---------- MATERIAL FOR THIS EXERCISE

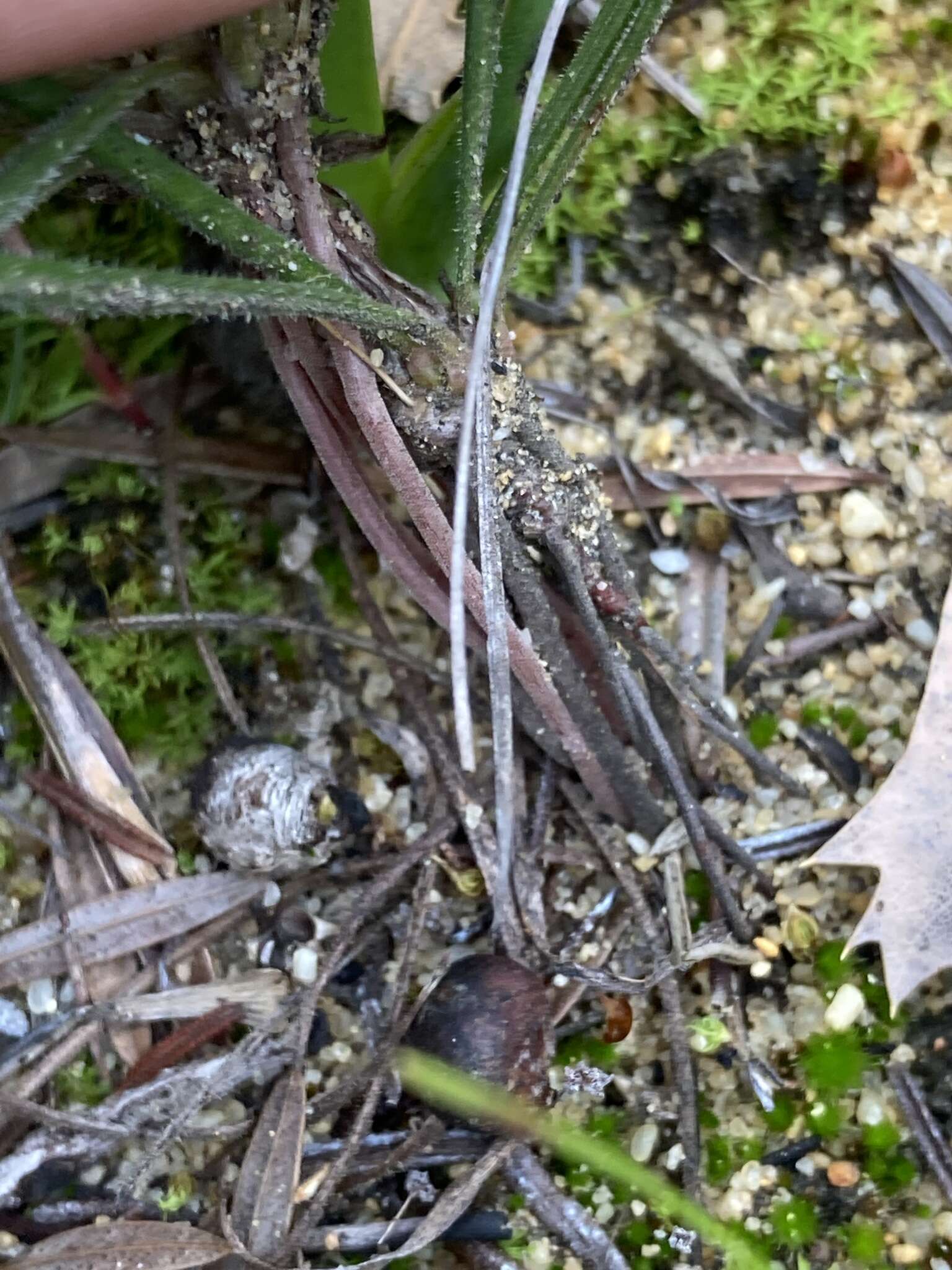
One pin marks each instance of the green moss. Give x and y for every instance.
(81, 1081)
(834, 1064)
(591, 1049)
(832, 968)
(884, 1161)
(152, 687)
(865, 1242)
(795, 1222)
(725, 1156)
(762, 729)
(42, 373)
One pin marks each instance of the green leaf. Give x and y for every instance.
(143, 169)
(483, 31)
(415, 231)
(42, 285)
(33, 169)
(455, 1091)
(612, 47)
(352, 100)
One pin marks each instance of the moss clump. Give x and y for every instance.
(152, 687)
(762, 729)
(785, 60)
(795, 1223)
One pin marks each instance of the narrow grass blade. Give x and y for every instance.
(611, 50)
(446, 1088)
(930, 304)
(41, 285)
(157, 1245)
(37, 166)
(352, 100)
(478, 424)
(415, 233)
(483, 25)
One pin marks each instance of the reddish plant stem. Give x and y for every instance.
(387, 447)
(98, 819)
(182, 1043)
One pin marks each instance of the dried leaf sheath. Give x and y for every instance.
(904, 832)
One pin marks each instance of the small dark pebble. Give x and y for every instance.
(786, 1156)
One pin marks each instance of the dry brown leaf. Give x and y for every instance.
(738, 477)
(265, 1197)
(121, 922)
(157, 1245)
(419, 47)
(903, 831)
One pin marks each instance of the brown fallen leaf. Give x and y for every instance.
(156, 1245)
(419, 47)
(903, 831)
(122, 922)
(265, 1196)
(736, 477)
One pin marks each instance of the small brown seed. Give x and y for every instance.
(842, 1173)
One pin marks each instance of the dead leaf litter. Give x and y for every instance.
(827, 335)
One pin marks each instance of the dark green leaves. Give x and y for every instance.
(41, 285)
(46, 158)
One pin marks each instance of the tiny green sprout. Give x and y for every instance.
(707, 1034)
(897, 100)
(762, 729)
(178, 1193)
(832, 968)
(814, 340)
(795, 1222)
(824, 1118)
(81, 1081)
(186, 860)
(800, 930)
(865, 1242)
(692, 231)
(834, 1064)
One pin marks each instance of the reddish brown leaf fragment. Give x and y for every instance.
(619, 1019)
(182, 1043)
(265, 1197)
(122, 1245)
(98, 819)
(736, 477)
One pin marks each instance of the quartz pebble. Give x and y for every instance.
(845, 1008)
(919, 631)
(907, 1254)
(13, 1021)
(671, 561)
(860, 517)
(644, 1142)
(304, 966)
(41, 997)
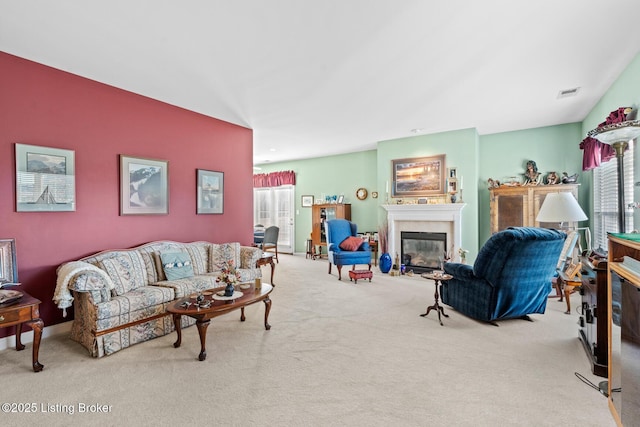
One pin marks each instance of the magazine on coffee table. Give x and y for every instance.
(7, 284)
(7, 296)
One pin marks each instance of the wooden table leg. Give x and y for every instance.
(202, 331)
(36, 325)
(19, 345)
(567, 293)
(273, 267)
(436, 306)
(177, 323)
(267, 309)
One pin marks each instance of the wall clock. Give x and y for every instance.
(361, 193)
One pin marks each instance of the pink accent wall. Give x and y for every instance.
(43, 106)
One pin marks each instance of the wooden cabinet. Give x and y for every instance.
(593, 326)
(519, 206)
(322, 213)
(624, 326)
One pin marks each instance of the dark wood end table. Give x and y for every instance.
(436, 277)
(26, 310)
(217, 308)
(267, 259)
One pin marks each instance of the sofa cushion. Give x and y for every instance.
(127, 271)
(132, 306)
(186, 287)
(199, 253)
(351, 243)
(176, 265)
(223, 254)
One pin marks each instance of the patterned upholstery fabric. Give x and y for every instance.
(143, 291)
(199, 252)
(510, 278)
(127, 271)
(184, 287)
(222, 254)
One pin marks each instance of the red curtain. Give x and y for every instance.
(274, 179)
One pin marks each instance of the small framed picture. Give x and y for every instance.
(210, 192)
(144, 186)
(45, 179)
(8, 269)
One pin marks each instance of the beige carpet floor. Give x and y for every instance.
(338, 354)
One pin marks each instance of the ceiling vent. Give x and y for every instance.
(568, 92)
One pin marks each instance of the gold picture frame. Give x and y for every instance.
(144, 186)
(418, 176)
(45, 179)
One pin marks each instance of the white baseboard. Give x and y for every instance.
(27, 337)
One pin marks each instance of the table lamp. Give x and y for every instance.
(560, 207)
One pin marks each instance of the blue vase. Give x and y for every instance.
(385, 262)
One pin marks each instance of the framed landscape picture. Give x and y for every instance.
(8, 269)
(210, 192)
(45, 179)
(144, 186)
(418, 176)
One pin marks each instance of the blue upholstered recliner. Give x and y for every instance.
(511, 277)
(337, 231)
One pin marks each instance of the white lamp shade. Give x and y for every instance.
(560, 207)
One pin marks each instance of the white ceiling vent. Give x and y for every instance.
(568, 92)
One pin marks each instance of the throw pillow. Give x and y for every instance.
(176, 265)
(351, 243)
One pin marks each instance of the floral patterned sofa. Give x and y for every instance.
(120, 296)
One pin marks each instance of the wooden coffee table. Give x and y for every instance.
(217, 308)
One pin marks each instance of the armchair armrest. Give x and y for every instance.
(249, 255)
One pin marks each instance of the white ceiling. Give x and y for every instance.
(315, 78)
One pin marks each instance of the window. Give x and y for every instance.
(605, 198)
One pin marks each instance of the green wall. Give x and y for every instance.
(624, 92)
(477, 158)
(339, 175)
(502, 155)
(461, 150)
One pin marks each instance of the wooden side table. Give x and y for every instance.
(374, 249)
(436, 277)
(267, 259)
(24, 311)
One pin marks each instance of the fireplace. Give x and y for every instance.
(442, 218)
(422, 251)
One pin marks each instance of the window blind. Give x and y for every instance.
(605, 198)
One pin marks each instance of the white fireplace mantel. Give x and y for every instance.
(445, 217)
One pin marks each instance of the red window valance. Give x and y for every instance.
(274, 179)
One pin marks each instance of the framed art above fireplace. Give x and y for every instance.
(418, 176)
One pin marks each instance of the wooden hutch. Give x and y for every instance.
(322, 213)
(518, 206)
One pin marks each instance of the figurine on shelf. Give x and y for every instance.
(620, 115)
(553, 178)
(493, 183)
(531, 175)
(566, 179)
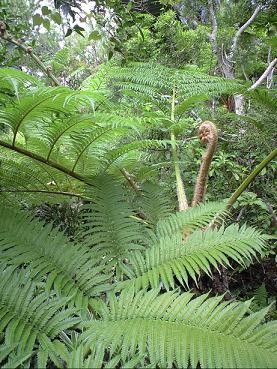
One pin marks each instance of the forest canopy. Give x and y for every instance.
(138, 184)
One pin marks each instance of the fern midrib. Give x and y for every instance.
(58, 137)
(205, 330)
(41, 159)
(53, 262)
(87, 146)
(172, 259)
(25, 115)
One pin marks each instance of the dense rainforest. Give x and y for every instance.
(138, 184)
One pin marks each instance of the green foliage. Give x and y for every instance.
(174, 329)
(31, 319)
(73, 270)
(123, 325)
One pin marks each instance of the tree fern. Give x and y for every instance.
(174, 329)
(28, 319)
(72, 270)
(185, 259)
(157, 82)
(59, 128)
(109, 224)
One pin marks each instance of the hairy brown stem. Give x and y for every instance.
(207, 135)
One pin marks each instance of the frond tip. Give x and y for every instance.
(177, 330)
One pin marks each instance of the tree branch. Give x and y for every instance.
(241, 30)
(268, 70)
(213, 35)
(28, 50)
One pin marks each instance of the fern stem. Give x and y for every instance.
(181, 195)
(129, 179)
(250, 178)
(44, 161)
(63, 193)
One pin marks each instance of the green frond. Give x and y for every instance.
(28, 318)
(109, 224)
(185, 259)
(14, 81)
(154, 203)
(193, 218)
(59, 127)
(24, 178)
(178, 331)
(72, 270)
(157, 82)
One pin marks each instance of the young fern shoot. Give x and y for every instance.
(207, 135)
(181, 195)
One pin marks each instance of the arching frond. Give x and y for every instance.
(184, 222)
(72, 270)
(157, 82)
(28, 318)
(177, 330)
(172, 257)
(22, 178)
(59, 128)
(109, 224)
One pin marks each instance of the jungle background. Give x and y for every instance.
(78, 41)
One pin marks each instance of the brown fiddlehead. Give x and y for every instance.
(207, 135)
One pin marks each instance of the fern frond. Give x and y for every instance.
(72, 270)
(176, 330)
(172, 257)
(109, 225)
(191, 219)
(27, 318)
(157, 82)
(23, 178)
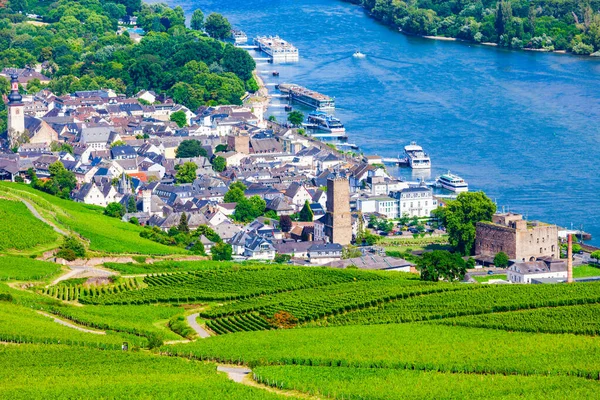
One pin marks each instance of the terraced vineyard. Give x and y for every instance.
(483, 299)
(579, 319)
(89, 292)
(226, 285)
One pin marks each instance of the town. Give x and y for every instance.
(174, 226)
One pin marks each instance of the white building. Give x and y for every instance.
(525, 272)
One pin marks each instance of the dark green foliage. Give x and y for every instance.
(186, 173)
(219, 163)
(179, 118)
(441, 265)
(460, 216)
(115, 210)
(61, 181)
(71, 249)
(190, 148)
(221, 251)
(217, 26)
(247, 210)
(197, 21)
(295, 118)
(501, 260)
(306, 214)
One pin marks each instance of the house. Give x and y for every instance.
(259, 248)
(97, 194)
(324, 253)
(297, 195)
(373, 262)
(527, 271)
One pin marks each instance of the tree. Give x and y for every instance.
(179, 118)
(115, 210)
(233, 195)
(221, 252)
(306, 214)
(190, 148)
(183, 226)
(285, 223)
(131, 205)
(460, 216)
(351, 252)
(219, 164)
(197, 22)
(501, 260)
(441, 265)
(217, 26)
(295, 118)
(186, 173)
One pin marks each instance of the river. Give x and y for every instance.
(522, 126)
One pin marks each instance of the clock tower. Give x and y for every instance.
(16, 116)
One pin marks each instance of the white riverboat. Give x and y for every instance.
(417, 158)
(453, 183)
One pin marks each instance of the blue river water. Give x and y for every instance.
(523, 127)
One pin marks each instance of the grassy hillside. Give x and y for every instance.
(20, 230)
(105, 234)
(23, 269)
(52, 372)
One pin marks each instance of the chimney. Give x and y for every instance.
(569, 259)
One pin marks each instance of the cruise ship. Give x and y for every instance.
(417, 158)
(307, 97)
(453, 183)
(239, 36)
(327, 123)
(279, 50)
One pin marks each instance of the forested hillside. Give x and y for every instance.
(78, 43)
(547, 25)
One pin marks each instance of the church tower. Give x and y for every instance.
(16, 116)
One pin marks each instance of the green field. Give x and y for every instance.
(105, 234)
(22, 269)
(20, 230)
(384, 384)
(53, 372)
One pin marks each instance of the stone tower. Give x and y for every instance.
(16, 116)
(338, 221)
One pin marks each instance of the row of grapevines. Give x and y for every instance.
(486, 299)
(239, 323)
(73, 293)
(579, 319)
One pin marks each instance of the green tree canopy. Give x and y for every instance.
(306, 214)
(115, 210)
(441, 265)
(217, 26)
(219, 164)
(501, 260)
(179, 118)
(186, 173)
(190, 148)
(221, 251)
(295, 118)
(460, 216)
(197, 22)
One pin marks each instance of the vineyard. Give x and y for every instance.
(482, 299)
(580, 319)
(412, 346)
(20, 230)
(68, 292)
(227, 285)
(389, 384)
(105, 234)
(21, 269)
(53, 372)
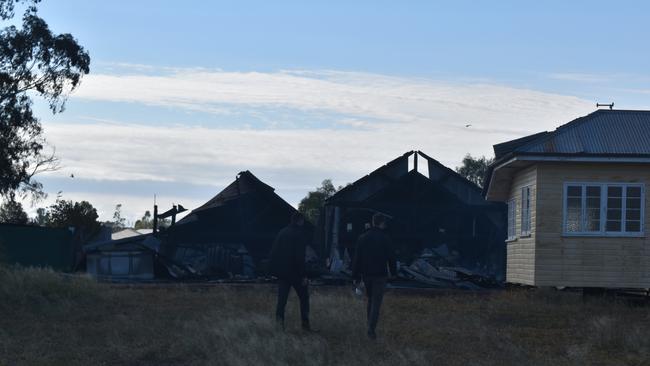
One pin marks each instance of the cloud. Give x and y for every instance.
(581, 77)
(374, 119)
(385, 99)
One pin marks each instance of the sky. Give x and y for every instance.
(184, 95)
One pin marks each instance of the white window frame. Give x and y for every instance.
(525, 221)
(603, 209)
(511, 219)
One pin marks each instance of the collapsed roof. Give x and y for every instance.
(247, 214)
(429, 206)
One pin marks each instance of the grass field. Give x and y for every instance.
(48, 320)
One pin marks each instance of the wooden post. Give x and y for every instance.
(155, 218)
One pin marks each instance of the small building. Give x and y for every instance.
(130, 258)
(432, 211)
(576, 202)
(36, 246)
(232, 233)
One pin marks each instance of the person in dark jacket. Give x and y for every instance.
(373, 260)
(287, 263)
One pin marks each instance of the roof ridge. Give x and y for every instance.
(560, 129)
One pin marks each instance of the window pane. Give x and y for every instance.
(633, 215)
(613, 226)
(573, 220)
(633, 226)
(593, 202)
(614, 191)
(633, 202)
(574, 191)
(574, 203)
(593, 225)
(614, 203)
(634, 191)
(593, 191)
(613, 215)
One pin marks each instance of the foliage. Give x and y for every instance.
(311, 205)
(33, 61)
(80, 215)
(41, 218)
(119, 222)
(11, 212)
(146, 222)
(474, 169)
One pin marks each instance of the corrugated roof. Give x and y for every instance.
(603, 132)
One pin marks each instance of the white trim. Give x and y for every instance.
(603, 209)
(511, 218)
(588, 159)
(524, 211)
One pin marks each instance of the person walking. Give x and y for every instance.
(287, 263)
(373, 262)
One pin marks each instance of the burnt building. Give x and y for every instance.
(432, 211)
(232, 233)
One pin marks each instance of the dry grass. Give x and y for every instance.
(46, 320)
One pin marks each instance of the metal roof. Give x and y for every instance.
(609, 134)
(603, 132)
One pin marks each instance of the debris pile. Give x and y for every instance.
(436, 268)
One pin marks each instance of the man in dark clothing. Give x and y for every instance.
(287, 263)
(374, 257)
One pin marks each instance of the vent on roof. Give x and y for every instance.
(610, 105)
(418, 163)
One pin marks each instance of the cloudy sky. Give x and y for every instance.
(184, 95)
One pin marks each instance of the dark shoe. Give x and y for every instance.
(306, 327)
(279, 324)
(372, 335)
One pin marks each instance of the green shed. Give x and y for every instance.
(37, 246)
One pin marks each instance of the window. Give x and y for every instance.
(603, 209)
(512, 220)
(525, 211)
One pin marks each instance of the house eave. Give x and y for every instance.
(498, 188)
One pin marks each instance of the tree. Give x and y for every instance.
(312, 203)
(118, 221)
(146, 222)
(474, 169)
(41, 218)
(11, 212)
(33, 61)
(80, 215)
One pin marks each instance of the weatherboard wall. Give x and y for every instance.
(520, 266)
(586, 261)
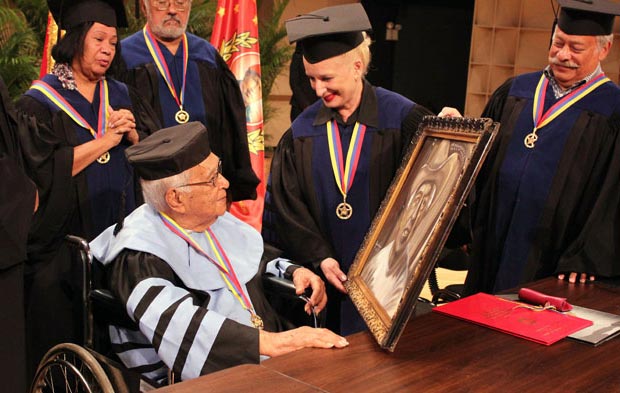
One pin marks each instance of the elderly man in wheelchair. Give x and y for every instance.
(189, 273)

--------------------

### PROBLEM DESCRIPTION:
Rewrite the items from the start through the line that contains "(795, 1223)", swapping "pin" for "marker" everywhere and changing nothing else. Omit the pictures.

### CORRECT ANSWER:
One marker marks each instance of the green moss. Give x and y for every instance.
(81, 1081)
(834, 1064)
(591, 1049)
(832, 968)
(884, 1161)
(152, 687)
(865, 1242)
(795, 1222)
(725, 1156)
(762, 729)
(42, 373)
One marker marks each instance of the green leaf. Give x and y for every instance.
(143, 169)
(483, 31)
(415, 231)
(42, 285)
(33, 169)
(455, 1091)
(612, 47)
(352, 100)
One marker marks each instance of the moss clump. Give x and y for every instance.
(152, 687)
(762, 729)
(785, 60)
(795, 1223)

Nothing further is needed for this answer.